#### PROBLEM STATEMENT
Below are records; transcribe only the line with "Place one keypoint on each instance of the light" and those after it, through the last line, without any change.

#### EXTRACTED RECORDS
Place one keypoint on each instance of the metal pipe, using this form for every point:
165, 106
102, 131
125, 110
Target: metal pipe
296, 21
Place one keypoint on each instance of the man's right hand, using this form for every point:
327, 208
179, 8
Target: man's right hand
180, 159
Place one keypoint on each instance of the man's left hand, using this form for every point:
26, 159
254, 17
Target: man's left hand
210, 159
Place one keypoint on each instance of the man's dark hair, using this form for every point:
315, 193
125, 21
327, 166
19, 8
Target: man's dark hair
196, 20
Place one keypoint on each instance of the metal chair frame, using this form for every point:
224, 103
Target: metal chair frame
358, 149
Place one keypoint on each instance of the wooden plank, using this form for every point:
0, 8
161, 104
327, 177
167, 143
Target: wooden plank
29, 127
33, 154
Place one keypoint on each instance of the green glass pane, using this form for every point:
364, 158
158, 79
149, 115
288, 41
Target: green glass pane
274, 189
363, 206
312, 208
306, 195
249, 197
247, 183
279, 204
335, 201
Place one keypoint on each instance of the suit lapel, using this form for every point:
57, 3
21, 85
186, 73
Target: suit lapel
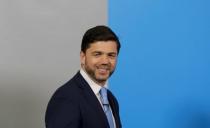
91, 99
114, 109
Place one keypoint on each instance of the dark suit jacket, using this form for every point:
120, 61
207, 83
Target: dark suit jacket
74, 105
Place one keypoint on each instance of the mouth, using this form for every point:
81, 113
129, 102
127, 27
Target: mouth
103, 70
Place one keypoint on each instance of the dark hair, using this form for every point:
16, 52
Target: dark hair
99, 33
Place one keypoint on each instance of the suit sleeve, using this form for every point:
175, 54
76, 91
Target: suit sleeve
63, 113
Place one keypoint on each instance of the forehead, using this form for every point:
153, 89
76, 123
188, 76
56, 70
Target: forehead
104, 46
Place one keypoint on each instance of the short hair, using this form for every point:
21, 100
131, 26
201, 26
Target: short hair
99, 33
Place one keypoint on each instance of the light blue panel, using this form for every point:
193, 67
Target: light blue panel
163, 74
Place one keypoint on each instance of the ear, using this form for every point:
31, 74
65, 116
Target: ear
82, 58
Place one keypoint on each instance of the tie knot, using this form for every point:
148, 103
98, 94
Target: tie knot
104, 98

#### EXERCISE RESULT
Place one keypoint on each instance of the light blue panel, using this form for every point:
193, 67
Target: light blue panel
163, 74
Place one keypoint on each instance of the ear, using this form for every point:
31, 74
65, 116
Target: ear
82, 58
Place one keypoint on each instance of the tie knot, using this form for every point:
148, 103
98, 94
Target: tie knot
104, 98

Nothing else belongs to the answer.